WHAT THE TASK REQUIRES >> Write out exactly the lines below that run from the line containing "Guideline: for every instance of the driver" through the last line of the records.

DATA >>
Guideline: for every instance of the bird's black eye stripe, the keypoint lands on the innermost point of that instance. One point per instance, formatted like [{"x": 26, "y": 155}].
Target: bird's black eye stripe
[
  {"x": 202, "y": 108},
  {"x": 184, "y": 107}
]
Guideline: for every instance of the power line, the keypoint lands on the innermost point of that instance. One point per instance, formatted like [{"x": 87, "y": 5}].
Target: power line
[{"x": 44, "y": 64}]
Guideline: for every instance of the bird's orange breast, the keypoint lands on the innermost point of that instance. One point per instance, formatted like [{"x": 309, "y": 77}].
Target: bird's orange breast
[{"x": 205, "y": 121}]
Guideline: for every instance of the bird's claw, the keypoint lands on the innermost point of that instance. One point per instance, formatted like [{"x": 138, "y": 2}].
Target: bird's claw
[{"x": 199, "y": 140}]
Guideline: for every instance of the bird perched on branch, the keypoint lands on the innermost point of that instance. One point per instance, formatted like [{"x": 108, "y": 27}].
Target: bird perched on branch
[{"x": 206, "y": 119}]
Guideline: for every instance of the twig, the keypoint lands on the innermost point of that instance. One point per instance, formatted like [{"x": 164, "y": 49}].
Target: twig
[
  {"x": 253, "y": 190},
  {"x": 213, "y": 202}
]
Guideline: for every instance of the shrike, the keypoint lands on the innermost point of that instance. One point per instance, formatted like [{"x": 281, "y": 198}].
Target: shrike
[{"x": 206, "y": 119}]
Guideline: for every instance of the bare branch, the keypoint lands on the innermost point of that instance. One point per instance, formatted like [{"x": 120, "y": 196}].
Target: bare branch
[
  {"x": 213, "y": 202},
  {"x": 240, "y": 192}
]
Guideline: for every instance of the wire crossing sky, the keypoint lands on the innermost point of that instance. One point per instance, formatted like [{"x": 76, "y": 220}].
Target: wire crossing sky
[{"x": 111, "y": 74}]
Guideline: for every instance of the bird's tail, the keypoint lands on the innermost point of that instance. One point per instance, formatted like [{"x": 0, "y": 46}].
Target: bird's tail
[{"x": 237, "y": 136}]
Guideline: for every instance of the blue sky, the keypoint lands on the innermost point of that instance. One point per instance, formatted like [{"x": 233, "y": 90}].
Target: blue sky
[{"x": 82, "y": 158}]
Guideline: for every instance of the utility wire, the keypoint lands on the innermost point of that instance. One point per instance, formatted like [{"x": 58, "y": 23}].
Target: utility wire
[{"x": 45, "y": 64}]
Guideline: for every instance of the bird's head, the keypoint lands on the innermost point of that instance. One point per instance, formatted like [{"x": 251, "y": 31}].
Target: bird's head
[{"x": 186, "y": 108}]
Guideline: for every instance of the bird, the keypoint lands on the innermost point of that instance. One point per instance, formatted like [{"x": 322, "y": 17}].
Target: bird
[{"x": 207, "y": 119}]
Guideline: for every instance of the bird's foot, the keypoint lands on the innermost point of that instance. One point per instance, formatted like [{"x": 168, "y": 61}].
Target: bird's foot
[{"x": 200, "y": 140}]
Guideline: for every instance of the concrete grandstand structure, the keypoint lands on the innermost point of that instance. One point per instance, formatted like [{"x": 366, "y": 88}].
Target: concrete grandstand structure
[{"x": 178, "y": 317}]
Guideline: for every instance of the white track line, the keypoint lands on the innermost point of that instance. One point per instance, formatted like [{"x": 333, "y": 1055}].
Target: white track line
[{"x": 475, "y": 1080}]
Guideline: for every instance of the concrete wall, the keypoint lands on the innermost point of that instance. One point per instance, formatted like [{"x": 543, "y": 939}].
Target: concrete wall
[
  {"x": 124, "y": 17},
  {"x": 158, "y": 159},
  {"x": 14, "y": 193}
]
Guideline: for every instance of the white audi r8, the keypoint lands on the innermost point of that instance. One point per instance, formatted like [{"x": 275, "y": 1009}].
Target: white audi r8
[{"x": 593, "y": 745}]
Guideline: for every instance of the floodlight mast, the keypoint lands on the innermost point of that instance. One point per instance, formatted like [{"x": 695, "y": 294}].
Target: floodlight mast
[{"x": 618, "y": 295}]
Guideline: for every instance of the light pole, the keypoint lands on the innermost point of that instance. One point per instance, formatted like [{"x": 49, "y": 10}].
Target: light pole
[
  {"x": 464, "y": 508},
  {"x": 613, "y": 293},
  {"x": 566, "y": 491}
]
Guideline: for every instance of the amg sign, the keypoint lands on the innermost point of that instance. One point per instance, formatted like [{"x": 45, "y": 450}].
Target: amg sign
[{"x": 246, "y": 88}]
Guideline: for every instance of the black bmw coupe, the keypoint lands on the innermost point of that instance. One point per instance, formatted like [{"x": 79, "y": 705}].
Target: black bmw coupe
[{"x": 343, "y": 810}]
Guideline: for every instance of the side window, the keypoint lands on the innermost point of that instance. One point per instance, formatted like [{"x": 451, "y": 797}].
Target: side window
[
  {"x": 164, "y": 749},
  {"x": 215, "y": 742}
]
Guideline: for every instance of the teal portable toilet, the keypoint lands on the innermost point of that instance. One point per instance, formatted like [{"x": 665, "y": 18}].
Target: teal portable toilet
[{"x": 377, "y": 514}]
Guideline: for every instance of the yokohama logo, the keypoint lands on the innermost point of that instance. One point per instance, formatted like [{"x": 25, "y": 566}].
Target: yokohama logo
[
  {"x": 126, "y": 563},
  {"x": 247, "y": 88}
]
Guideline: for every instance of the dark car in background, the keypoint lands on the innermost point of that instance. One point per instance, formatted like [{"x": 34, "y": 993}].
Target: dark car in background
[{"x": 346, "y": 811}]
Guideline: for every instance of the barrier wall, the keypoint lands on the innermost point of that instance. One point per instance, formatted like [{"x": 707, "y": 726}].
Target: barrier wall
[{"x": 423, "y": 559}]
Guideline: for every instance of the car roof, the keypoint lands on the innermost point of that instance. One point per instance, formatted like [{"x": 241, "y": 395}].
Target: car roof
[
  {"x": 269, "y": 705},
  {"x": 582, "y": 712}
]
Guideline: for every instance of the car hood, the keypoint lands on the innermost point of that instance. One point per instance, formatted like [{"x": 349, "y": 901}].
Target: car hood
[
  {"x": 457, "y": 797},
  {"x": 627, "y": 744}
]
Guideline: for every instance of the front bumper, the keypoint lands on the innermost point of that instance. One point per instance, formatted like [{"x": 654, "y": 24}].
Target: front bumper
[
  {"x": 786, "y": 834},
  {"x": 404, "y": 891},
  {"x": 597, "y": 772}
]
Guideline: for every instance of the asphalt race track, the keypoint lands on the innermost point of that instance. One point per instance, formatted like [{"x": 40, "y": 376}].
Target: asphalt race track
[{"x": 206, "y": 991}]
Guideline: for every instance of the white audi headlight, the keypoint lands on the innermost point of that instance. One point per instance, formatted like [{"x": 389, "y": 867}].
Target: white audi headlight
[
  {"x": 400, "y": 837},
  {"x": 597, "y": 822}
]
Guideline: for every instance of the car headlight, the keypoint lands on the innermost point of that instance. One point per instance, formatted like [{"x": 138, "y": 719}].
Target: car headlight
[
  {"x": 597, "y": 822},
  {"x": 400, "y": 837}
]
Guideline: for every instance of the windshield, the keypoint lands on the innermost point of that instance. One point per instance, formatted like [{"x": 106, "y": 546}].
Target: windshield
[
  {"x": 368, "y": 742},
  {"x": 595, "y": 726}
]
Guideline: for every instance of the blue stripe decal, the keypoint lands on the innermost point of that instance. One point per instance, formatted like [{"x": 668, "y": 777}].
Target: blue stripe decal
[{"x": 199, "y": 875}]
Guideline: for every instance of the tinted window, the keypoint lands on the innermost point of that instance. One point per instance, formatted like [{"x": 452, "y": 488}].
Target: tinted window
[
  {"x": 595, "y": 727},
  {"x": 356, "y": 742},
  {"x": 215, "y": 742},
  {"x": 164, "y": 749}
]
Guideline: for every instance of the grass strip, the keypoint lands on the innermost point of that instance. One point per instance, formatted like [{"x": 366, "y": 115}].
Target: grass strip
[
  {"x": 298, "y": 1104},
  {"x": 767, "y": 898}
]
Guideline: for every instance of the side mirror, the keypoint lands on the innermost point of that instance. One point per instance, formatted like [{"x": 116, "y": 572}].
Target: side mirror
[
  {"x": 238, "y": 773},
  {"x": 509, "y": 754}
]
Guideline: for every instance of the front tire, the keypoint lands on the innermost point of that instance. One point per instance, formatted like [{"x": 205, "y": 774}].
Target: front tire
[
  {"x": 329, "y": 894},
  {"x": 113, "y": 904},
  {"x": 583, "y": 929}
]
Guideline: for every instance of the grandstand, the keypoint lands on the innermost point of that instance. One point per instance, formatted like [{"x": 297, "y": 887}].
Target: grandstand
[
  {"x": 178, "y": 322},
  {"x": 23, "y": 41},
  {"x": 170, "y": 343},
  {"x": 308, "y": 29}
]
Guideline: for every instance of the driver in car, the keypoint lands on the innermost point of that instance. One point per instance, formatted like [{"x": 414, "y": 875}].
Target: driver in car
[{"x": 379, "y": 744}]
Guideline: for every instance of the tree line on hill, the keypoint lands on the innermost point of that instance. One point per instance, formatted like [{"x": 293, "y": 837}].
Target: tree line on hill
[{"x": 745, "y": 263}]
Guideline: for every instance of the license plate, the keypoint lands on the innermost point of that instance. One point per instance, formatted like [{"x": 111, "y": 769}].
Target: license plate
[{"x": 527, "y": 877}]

TASK OUTPUT >>
Guideline: for every instance of the driver in car, the keypoint lands on the innermost point of that instance. One point per instance, formatted like [{"x": 414, "y": 875}].
Target: driver in car
[{"x": 379, "y": 744}]
Guideline: for every instance of the tree line on hill, the keypoint lands on the innermost point of that instance. One point per instance, formatted like [{"x": 293, "y": 837}].
Target: tree line on hill
[{"x": 745, "y": 263}]
Guideline: for every instance of the license plate, the keypoint lands on the innermost point of that instance. One point per instance, formatted like [{"x": 111, "y": 769}].
Target: license plate
[{"x": 527, "y": 877}]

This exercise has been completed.